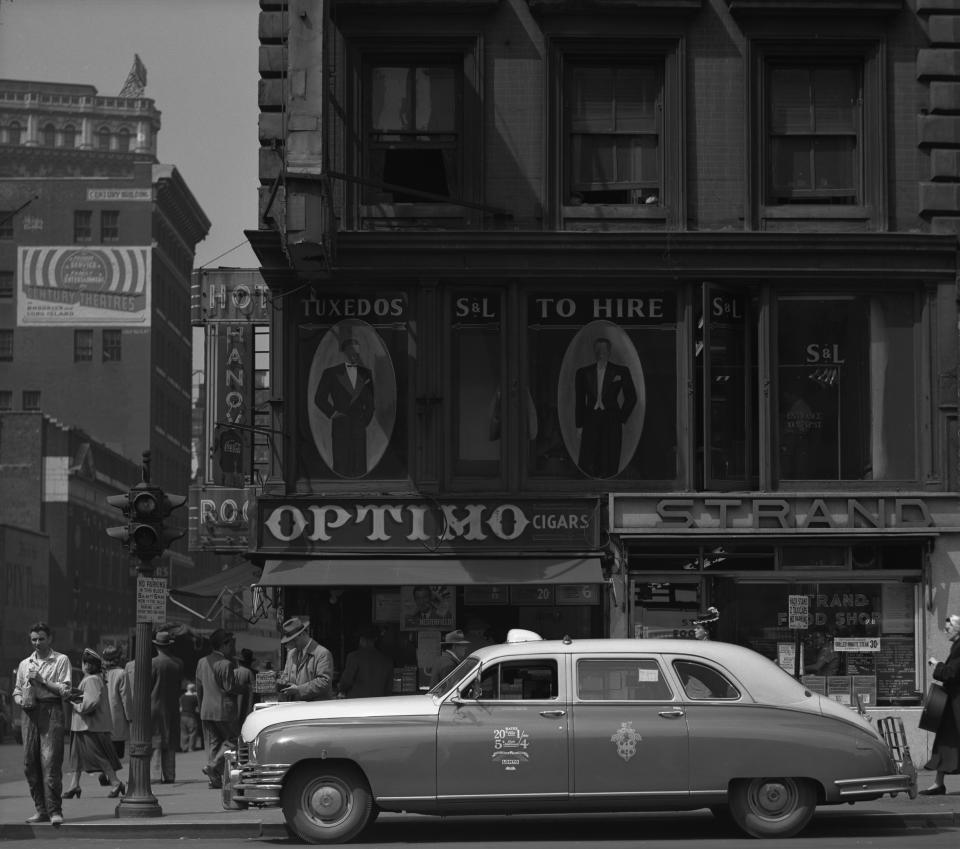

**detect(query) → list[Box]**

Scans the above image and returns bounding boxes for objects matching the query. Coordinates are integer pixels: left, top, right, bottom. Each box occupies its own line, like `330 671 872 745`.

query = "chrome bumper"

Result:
223 752 290 807
833 769 917 802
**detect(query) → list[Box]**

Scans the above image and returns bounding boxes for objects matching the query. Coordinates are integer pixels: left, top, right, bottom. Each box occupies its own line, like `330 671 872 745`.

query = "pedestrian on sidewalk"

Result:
150 631 183 784
180 681 203 752
197 628 240 790
280 616 334 702
920 613 960 796
63 649 126 799
236 649 257 727
339 625 393 699
13 622 70 826
103 646 133 761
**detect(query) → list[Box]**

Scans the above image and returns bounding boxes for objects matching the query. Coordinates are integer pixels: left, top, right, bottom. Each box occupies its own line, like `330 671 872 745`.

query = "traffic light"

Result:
107 482 187 563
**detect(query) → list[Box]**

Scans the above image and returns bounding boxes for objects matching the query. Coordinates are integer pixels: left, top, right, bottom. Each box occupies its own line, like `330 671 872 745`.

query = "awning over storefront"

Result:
259 557 603 587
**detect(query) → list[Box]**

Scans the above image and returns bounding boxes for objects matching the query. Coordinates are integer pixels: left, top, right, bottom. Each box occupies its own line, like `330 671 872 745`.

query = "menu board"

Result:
877 634 919 703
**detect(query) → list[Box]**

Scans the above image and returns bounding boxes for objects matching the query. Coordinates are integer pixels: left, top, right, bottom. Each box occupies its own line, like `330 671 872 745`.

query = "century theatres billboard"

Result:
256 496 603 555
17 245 151 327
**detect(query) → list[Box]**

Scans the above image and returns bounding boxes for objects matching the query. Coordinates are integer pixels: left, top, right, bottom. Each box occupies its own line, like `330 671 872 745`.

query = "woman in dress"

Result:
920 613 960 796
63 649 126 799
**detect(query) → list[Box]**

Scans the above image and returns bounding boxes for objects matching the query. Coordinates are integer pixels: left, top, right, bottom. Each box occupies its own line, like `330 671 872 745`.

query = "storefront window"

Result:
777 293 918 480
721 579 920 708
295 291 411 482
527 288 677 481
450 291 502 481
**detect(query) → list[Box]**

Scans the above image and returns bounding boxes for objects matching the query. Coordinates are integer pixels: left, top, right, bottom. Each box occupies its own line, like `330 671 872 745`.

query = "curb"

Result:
0 811 960 842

+++++

Shift every bounding-box coordinate in the answers up by 126 and write out the stretch from the start of the records through the line containing "833 769 917 802", keeping all other text unchanged. Leave the pictures out.

◆ **Correct result**
**detect(query) → list[Box]**

Scans the above image and returns bounding boxes for objects matching the query. Coordinates are integer pixels: left, top, right, bottom. Each box occupies its own line, like `330 671 872 745`.

query = "chrome bumper"

Result:
349 878 416 933
959 895 1043 928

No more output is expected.